→ **Directions**:
Given the material below, output exactly the lines from the line with "In this exercise you will locate the gingham" to the line with "In this exercise you will locate the white milk", both ends included, and no other lines.

→ **Task data**:
§
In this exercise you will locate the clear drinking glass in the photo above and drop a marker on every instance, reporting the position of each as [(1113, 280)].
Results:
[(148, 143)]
§
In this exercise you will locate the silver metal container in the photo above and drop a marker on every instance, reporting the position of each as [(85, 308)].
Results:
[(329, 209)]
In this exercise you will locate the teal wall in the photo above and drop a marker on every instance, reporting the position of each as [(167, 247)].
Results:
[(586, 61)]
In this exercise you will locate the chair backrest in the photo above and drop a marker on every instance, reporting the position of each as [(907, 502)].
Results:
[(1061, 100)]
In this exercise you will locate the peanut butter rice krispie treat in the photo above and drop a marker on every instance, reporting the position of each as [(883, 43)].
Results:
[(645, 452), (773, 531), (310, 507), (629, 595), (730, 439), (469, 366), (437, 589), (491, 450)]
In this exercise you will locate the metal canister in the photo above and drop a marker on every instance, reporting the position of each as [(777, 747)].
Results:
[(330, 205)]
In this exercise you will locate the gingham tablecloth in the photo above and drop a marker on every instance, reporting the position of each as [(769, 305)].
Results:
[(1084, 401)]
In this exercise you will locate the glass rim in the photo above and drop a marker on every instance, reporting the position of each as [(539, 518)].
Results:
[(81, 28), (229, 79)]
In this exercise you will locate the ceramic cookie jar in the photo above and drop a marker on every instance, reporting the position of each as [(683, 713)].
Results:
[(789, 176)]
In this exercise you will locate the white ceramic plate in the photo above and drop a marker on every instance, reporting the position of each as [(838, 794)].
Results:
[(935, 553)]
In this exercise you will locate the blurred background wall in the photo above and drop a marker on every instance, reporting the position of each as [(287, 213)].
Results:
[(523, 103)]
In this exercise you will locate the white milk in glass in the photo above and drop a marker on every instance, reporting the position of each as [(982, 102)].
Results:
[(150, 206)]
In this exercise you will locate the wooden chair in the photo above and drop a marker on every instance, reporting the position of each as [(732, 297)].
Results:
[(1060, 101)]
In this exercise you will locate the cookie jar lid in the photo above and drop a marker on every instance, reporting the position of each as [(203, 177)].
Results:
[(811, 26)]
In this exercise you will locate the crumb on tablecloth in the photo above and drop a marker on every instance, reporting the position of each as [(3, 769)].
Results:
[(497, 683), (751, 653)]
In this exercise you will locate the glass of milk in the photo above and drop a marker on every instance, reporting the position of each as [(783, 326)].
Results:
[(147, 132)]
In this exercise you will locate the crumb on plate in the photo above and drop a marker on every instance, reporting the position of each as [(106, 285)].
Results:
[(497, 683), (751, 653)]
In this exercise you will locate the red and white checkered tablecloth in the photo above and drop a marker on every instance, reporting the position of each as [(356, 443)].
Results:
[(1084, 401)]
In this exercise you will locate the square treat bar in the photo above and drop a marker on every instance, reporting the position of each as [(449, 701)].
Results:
§
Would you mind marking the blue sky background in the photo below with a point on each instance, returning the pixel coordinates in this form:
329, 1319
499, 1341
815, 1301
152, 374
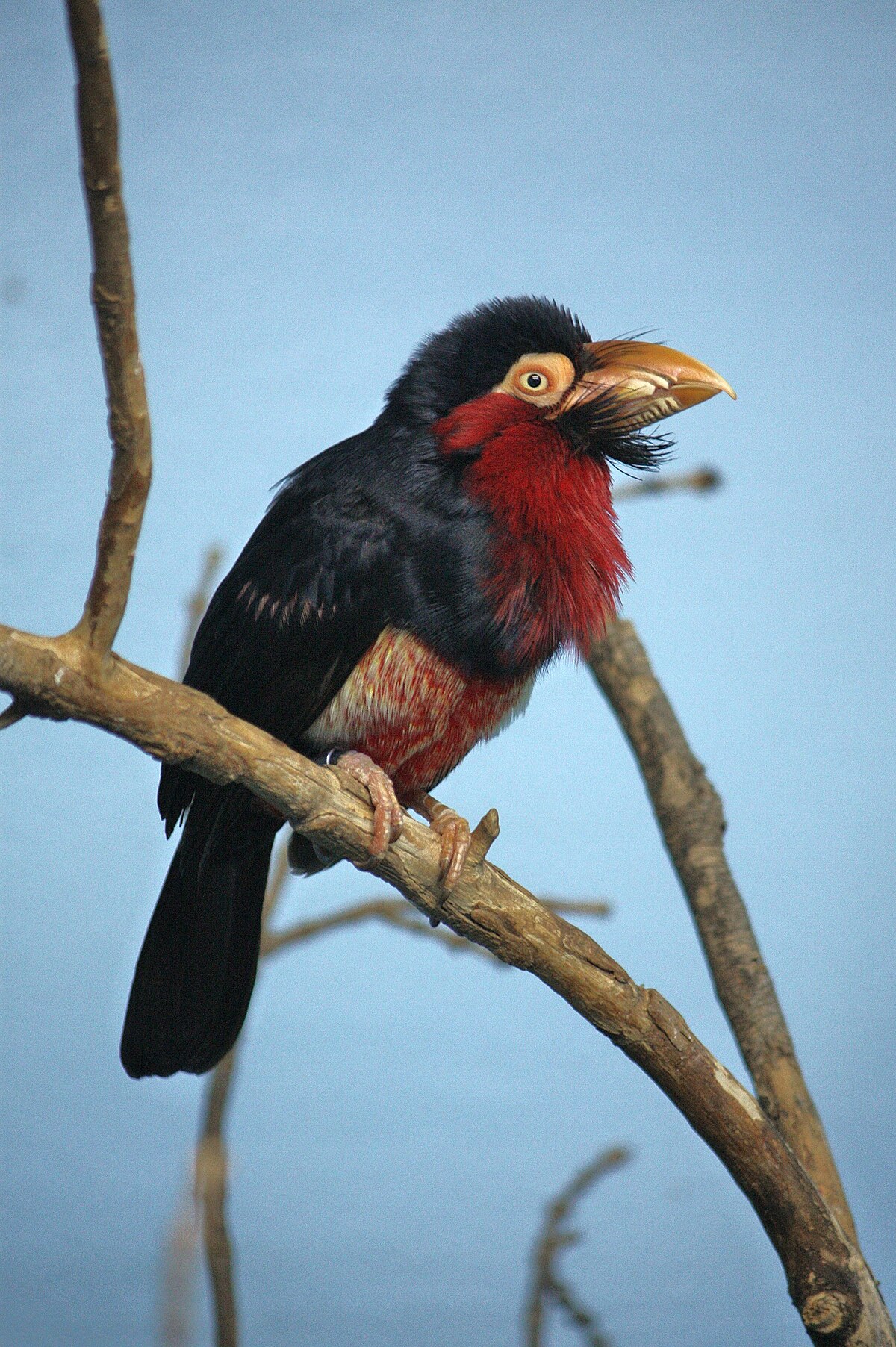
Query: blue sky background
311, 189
§
→ **Solution for this task**:
In this exercise you will locate the gingham tablecloth in the photo above and drop a marker on every instance, reporting the position of each as [(769, 305)].
Results:
[(1084, 401)]
In this exercise you will locate the glass rim in the photo above and drop a marker on every instance, reporting the position of each as [(539, 518)].
Results:
[(81, 28), (229, 79)]
In this exercise you will locate the ceramic cookie jar in the photo above and drop a marker on every instance, reporting the position of each as [(683, 713)].
Results:
[(789, 176)]
In this exercise you will locate the white ceramic plate in the photo above and drop a marker on every instance, reporting the position of each as [(838, 794)].
Results:
[(935, 553)]
In this exercise you will locate the blurred background wall in the photo above and drop a marker on every instance, reporting the position of each as [(287, 213)].
Results:
[(523, 103)]
In this exercise you will locate the white milk in glass in the photo above and drop a marker on every instance, reporting the position of each as [(982, 102)].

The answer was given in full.